# GIVEN PASSAGE
------

Retrieval is on for tomorrow. We have to be at the surgery center bright and early at 7:00AM. Last night Doug gave me my trigger shot, which didn't hurt as much as I had feared. I also started to take Estrace, which is an estrogen pill. They didn't tell me why I should take it but my I assume it's because my estrogen is lower than they'd like it to be. I was instructed to take a home pregnancy test this morning to make sure the HCG had been properly absorbed. It was very odd seeing an actual positive one, all the tests I've ever taken have been void of a second line.
I'm getting anxious, so thankfully I have the valium to take tonight before bed. There are so many things to worry about, Will they get enough mature eggs? Will they fertilize? If they do fertilize will they make it to day 3? Will the transfer go okay, etc. One hurdle at a time is what I keep telling myself. Plus I have no control of what happens after the eggs are out. All I can do is attempt to relax and take care of myself.
In other IF-related news, the Nobel Prize was awarded to Dr. Robert G. Edwards, one of the pioneers of in Vitro Fertilization. Of course it was awarded thirty-two years after the birth of the first 'test tube' baby. The sad part of the article was this “Unfortunately he is not in a position to understand the honor he has received today,” said Dr. Michael Macnamee, director of the Bourn Hall clinic and a longtime colleague of Dr. Edwards. Sad.

------

Dataset entries

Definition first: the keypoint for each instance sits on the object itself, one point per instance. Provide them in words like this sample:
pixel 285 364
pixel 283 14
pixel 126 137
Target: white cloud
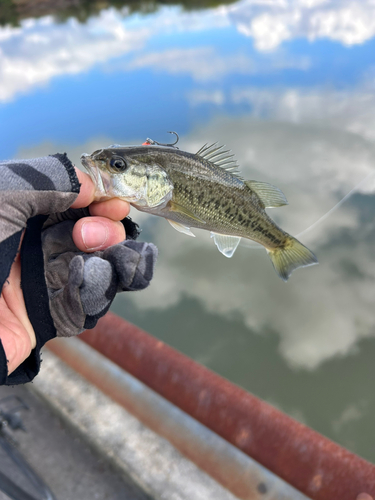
pixel 271 23
pixel 351 110
pixel 41 50
pixel 322 312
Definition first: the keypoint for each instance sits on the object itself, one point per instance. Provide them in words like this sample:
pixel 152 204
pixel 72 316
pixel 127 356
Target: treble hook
pixel 151 141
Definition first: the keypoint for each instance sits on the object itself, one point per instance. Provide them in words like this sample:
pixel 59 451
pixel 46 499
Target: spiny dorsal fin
pixel 269 195
pixel 220 158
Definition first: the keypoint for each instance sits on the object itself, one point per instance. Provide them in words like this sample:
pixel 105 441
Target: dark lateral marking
pixel 262 488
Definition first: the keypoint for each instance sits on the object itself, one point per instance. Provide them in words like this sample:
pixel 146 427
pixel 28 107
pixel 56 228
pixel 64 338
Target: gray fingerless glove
pixel 65 291
pixel 81 287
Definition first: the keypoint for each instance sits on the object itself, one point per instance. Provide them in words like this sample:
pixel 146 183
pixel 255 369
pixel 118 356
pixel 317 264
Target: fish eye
pixel 118 163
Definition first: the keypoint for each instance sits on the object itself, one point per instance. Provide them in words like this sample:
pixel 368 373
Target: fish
pixel 203 190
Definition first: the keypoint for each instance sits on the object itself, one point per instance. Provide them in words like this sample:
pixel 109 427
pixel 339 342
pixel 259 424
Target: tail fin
pixel 291 256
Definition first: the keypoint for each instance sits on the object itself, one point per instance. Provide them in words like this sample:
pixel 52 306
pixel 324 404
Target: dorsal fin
pixel 269 195
pixel 220 158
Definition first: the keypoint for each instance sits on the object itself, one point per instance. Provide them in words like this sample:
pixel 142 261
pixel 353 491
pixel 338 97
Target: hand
pixel 90 234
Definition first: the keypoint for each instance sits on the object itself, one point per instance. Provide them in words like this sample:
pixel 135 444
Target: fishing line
pixel 323 217
pixel 247 244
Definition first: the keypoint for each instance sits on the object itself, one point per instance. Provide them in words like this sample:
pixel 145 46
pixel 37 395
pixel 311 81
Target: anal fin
pixel 181 228
pixel 226 244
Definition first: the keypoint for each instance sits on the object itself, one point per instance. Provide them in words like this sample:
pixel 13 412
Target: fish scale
pixel 202 190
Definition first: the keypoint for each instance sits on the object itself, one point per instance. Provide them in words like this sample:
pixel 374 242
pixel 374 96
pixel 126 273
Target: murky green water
pixel 290 89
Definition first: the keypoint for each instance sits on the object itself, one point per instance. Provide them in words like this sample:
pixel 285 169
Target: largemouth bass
pixel 202 190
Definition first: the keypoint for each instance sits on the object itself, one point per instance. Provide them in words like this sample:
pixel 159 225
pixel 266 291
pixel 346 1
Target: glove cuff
pixel 36 300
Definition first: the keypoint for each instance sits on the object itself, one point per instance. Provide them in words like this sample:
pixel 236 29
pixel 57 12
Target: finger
pixel 87 190
pixel 97 233
pixel 114 209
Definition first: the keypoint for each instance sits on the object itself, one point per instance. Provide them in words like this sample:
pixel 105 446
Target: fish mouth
pixel 95 175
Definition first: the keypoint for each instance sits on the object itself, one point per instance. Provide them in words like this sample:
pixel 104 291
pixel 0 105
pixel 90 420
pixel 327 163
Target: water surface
pixel 289 87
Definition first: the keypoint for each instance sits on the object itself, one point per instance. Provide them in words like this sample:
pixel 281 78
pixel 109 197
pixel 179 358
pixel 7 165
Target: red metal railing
pixel 305 459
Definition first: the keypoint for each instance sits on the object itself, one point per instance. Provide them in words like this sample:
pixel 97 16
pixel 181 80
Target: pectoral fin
pixel 226 244
pixel 175 207
pixel 269 195
pixel 181 228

------

# ACTION ITEM
Reproduce word for word the part of the egg retrieval post between "I'm getting anxious, so" and "Dr. Edwards. Sad.", inclusive. The entries above play no role in this work.

# WRITTEN ANSWER
I'm getting anxious, so thankfully I have the valium to take tonight before bed. There are so many things to worry about, Will they get enough mature eggs? Will they fertilize? If they do fertilize will they make it to day 3? Will the transfer go okay, etc. One hurdle at a time is what I keep telling myself. Plus I have no control of what happens after the eggs are out. All I can do is attempt to relax and take care of myself.
In other IF-related news, the Nobel Prize was awarded to Dr. Robert G. Edwards, one of the pioneers of in Vitro Fertilization. Of course it was awarded thirty-two years after the birth of the first 'test tube' baby. The sad part of the article was this “Unfortunately he is not in a position to understand the honor he has received today,” said Dr. Michael Macnamee, director of the Bourn Hall clinic and a longtime colleague of Dr. Edwards. Sad.